[START Records supplied]
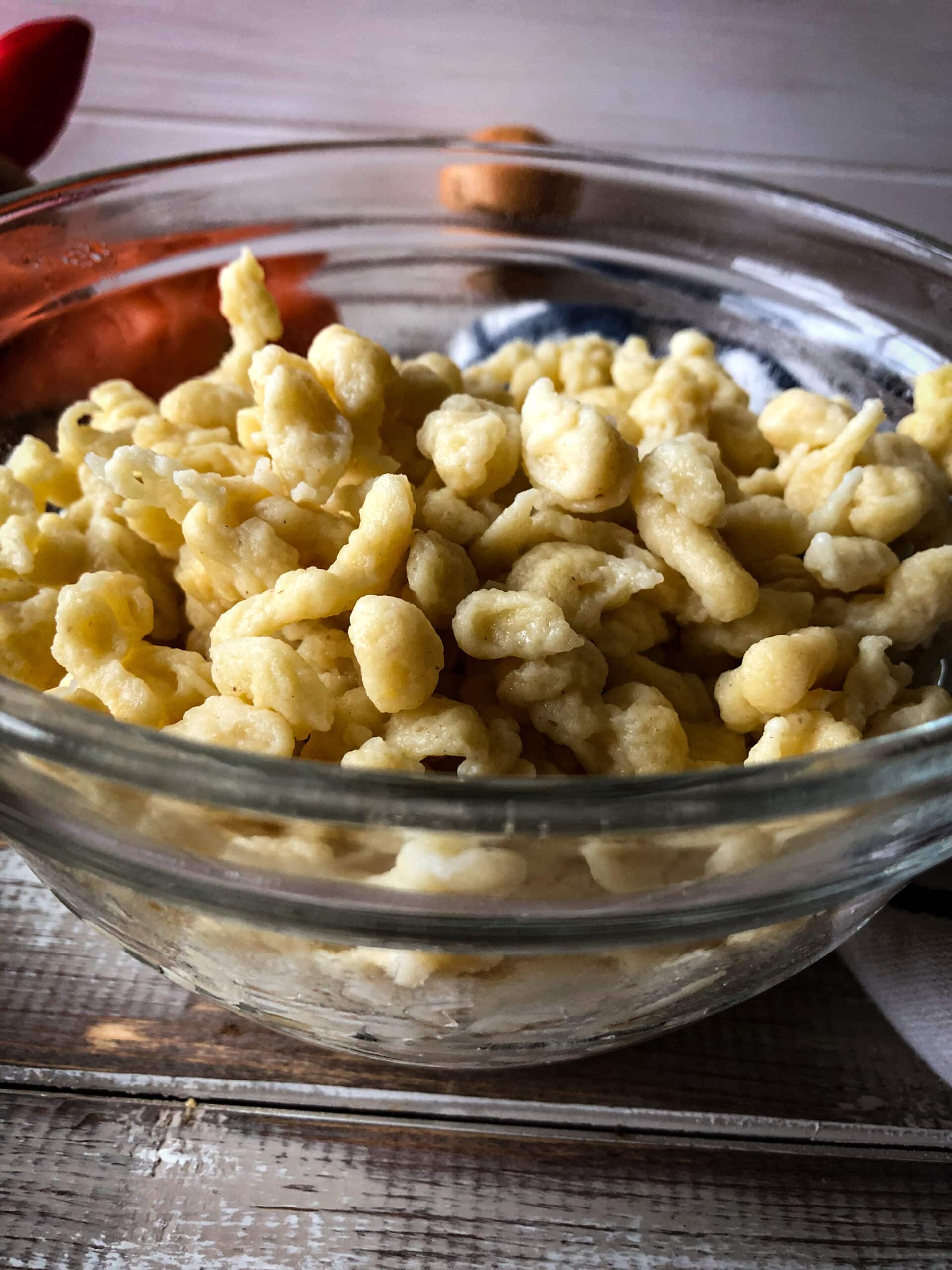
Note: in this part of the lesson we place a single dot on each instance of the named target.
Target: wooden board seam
[END Records supplied]
[START Records supplied]
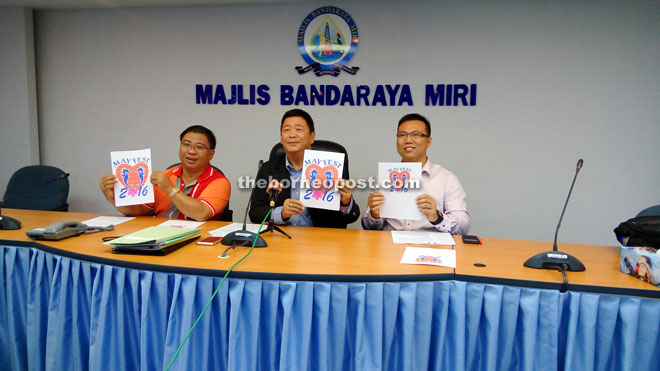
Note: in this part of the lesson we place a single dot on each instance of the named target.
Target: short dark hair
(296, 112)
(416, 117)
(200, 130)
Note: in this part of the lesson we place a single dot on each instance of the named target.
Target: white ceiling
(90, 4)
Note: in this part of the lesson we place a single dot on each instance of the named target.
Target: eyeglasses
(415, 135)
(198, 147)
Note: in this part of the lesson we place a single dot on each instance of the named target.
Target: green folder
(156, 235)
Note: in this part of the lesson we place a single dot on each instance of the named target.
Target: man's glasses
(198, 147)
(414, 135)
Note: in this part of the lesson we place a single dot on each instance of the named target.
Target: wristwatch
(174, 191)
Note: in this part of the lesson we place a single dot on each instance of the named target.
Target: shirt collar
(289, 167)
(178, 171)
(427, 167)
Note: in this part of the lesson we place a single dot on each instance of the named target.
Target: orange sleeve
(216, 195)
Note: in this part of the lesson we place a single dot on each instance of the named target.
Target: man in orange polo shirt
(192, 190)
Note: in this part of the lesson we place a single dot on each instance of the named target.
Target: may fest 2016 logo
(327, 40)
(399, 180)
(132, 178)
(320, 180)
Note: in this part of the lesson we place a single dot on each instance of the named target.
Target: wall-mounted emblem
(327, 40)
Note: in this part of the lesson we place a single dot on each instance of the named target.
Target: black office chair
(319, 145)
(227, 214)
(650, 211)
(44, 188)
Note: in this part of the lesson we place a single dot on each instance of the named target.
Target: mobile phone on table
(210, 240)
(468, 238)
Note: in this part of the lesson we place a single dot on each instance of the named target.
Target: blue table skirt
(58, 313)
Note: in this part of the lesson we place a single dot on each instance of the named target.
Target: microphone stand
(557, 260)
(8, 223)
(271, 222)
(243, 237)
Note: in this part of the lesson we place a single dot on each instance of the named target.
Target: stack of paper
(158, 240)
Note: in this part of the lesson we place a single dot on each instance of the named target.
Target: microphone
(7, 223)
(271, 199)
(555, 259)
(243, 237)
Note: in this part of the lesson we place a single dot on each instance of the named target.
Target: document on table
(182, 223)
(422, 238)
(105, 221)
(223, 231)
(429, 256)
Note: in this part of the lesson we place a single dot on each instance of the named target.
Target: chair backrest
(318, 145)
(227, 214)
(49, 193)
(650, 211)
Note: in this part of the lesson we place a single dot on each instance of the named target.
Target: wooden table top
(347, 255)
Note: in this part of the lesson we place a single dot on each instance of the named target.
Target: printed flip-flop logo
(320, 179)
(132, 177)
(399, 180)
[END Records supplied]
List each line in the records above that contains the word "microphone".

**Written answer**
Target: microphone stand
Target: microphone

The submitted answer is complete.